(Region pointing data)
[Start of section]
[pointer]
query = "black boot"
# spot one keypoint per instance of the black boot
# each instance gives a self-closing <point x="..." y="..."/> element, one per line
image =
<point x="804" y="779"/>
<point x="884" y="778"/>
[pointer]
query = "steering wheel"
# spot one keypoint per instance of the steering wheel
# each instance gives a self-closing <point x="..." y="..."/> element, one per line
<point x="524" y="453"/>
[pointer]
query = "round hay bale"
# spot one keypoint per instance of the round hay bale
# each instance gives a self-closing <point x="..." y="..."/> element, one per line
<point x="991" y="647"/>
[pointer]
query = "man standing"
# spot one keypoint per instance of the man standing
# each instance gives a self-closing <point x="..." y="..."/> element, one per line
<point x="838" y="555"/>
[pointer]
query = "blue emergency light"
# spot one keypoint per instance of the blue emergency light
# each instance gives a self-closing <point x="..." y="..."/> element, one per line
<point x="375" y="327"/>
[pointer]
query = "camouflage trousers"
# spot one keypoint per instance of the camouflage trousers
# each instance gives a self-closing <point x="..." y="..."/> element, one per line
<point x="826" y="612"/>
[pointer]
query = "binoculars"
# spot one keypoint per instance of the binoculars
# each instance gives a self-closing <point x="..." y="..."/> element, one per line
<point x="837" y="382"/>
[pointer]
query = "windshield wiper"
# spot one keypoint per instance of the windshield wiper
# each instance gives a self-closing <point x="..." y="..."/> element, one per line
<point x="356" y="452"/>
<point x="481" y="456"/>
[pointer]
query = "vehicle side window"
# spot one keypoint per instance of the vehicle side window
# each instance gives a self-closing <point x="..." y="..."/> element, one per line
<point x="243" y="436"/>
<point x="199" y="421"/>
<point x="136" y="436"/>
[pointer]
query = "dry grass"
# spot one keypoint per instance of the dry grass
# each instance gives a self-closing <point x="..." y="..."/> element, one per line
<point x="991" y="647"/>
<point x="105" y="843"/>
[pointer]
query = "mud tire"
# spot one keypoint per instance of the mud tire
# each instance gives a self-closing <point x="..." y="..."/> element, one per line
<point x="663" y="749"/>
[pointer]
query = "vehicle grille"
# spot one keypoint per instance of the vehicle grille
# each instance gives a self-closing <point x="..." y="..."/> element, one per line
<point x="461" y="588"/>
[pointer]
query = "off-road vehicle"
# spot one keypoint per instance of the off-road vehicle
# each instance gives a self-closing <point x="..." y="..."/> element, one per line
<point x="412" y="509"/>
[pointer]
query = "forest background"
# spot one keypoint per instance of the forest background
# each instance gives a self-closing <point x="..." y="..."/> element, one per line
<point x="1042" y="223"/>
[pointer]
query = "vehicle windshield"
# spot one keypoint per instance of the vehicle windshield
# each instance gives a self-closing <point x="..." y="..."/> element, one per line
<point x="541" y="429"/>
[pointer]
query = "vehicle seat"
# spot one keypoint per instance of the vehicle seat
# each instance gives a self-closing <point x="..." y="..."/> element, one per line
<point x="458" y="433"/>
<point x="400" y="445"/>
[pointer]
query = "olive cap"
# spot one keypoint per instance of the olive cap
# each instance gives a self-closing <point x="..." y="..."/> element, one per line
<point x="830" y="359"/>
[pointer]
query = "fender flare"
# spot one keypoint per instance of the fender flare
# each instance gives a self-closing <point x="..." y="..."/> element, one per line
[End of section]
### Task objective:
Wherever the string "camouflage" appears in a line of the records above, copy that line.

### Reply to the task:
query = "camouflage trousers"
# spot one keypoint per instance of the camouflage trousers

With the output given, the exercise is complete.